— PROBLEM STATEMENT —
Write the next part of the article below about King Charles's Transylvanian ancestors, starting right after its last sentence.

## BEGIN ARTICLE

King Charles' ancestors lived in Transylvania

Charles finds peace and quiet when he visits rural Transylvania. But he also communes with ANCESTORS there – including a beautiful countess with a tragic fate…

  • King is fascinated by beautiful Countess Claudia Rhėdey, who met a terrible end 
  • His Transylvanian roots go back through Queen Mary, his great grandmother
  • READ MORE: For all the latest Royal news, pictures and videos click here

The King is ‘completely at home’ in Transylvania, as he once put it. ‘It’s in my blood.’ 

No doubt he felt the same way in the past few days as, looking happy and relaxed, he met villagers and inspected his rural estate.

Charles owns several properties in the region, tucked away in remote settlements where he can paint, walk, read, and rest, completely undisturbed.

What is less well-known is that many generations of his maternal ancestors lived in Transylvania which, for a long period, was part of the Austro-Hungarian empire.

The locals Charles sees on his walks, quietly nodding to him as they pass by with a horse and carriage, or walking their cows back to their farms are quite literally his own people.

## END ARTICLE
## BEGIN GIVEN INFORMATION

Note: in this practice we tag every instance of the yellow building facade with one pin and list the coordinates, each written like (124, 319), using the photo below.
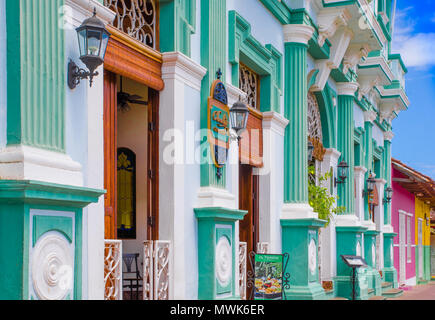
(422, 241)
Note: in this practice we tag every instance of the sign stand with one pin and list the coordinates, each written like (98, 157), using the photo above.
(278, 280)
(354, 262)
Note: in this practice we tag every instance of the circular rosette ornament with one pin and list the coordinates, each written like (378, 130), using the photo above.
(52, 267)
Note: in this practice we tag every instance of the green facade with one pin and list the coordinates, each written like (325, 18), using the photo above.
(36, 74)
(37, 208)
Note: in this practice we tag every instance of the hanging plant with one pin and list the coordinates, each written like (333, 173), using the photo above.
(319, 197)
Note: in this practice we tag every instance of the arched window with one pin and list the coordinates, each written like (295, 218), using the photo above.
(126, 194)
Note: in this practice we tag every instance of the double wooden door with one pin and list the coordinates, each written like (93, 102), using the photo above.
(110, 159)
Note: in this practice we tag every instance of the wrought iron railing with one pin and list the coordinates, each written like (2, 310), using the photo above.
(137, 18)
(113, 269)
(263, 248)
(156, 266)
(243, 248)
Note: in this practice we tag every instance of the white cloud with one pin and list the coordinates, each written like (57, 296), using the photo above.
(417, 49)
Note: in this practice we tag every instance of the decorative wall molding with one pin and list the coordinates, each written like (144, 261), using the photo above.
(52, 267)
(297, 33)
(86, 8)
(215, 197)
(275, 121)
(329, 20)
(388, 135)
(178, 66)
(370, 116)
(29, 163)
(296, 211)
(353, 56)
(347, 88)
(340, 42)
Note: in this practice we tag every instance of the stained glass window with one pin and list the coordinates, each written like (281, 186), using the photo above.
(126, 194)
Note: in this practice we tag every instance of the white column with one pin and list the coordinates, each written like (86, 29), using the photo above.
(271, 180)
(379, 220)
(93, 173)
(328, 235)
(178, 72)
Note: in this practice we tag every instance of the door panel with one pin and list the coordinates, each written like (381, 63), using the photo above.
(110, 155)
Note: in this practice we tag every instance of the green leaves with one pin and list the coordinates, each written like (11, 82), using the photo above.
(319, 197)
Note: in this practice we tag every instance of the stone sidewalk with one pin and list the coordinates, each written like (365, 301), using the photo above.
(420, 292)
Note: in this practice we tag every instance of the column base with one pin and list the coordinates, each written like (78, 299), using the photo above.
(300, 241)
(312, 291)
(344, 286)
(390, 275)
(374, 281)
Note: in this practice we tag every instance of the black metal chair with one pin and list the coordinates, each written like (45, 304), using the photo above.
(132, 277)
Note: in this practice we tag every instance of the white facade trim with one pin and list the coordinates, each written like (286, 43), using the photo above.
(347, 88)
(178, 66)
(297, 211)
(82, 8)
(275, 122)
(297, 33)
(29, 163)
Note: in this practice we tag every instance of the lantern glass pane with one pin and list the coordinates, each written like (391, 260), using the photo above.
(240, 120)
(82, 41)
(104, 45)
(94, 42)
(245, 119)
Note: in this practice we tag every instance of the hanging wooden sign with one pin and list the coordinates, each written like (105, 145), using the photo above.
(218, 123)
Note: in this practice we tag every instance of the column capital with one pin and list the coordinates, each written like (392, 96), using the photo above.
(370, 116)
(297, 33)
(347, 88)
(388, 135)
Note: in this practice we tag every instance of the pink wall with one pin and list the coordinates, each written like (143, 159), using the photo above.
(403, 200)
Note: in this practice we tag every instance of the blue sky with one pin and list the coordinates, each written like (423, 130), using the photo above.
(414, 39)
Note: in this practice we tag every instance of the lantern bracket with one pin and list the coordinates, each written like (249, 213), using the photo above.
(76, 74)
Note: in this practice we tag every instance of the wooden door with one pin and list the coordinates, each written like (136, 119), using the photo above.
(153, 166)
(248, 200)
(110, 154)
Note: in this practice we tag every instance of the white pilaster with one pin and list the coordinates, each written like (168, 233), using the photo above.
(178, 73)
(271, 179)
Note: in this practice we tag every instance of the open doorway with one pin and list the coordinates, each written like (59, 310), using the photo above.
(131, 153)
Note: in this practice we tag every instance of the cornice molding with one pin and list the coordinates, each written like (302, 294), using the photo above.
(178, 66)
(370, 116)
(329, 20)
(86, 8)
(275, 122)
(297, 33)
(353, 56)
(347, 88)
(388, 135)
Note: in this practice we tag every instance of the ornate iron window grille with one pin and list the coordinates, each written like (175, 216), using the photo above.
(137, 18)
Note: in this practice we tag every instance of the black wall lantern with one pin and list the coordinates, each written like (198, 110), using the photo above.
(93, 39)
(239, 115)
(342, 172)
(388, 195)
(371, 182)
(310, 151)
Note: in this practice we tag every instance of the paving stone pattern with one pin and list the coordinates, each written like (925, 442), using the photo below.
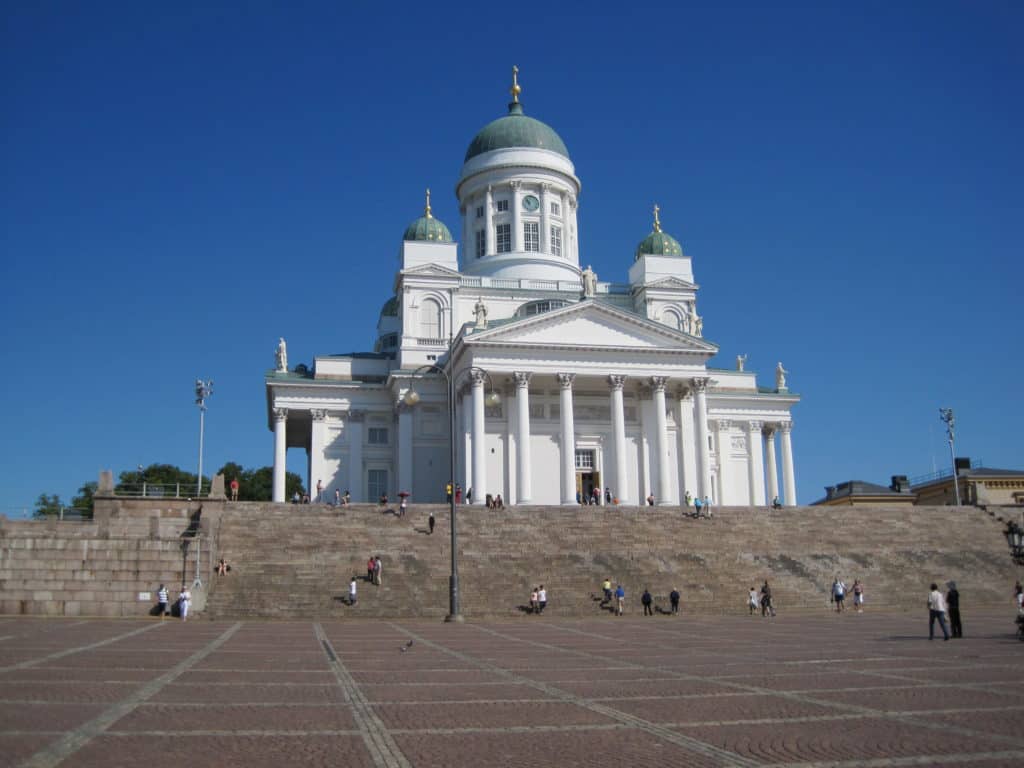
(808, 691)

## END GIVEN INFORMATION

— EXERCISE ANSWER —
King Charles greets the people of Viscri on his recent visit to Transylvania

The King is said to be fascinated by his three times great grandmother, Countess Claudia Rhėdey (pictured)

It is the Transylvanian side of the family which would eventually lead to Queen Mary of Teck, Charles’s great grandmother

The King is a great admirer of Transylvania’s traditional rural life

One ancestor with whom the king is particularly fascinated is his three times great grandmother, Countess Claudia Rhėdey, the grandmother of Queen Mary of Teck (wife of George V). his own great-grandmother.

In 2008 Charles visited her birthplace – at the time it was a school but has now been turned into a museum – in the village of Sângeorgiu de Pădure, as well as the nearby church where she is buried.

The then Prince of Wales was shown around by the village priest György Gáspár. His son, Pėter is the guide at the Rhėdey Castle, and an authority on the life of Claudia. I recently interviewed him while researching a book on the king’s ancestry.

‘The castle was the Rhėdey family’s summer residence, and Claudia, whose full name included Claudine as a tribute to her ancestor, was born here in September 1818, and baptised in the parish church when she was four days old.

‘Her diaries have recently been discovered in an archive and show that she was a deeply religious person. Her faith is also evident in her personal coat of arms which has the motto: ‘Believe in God’.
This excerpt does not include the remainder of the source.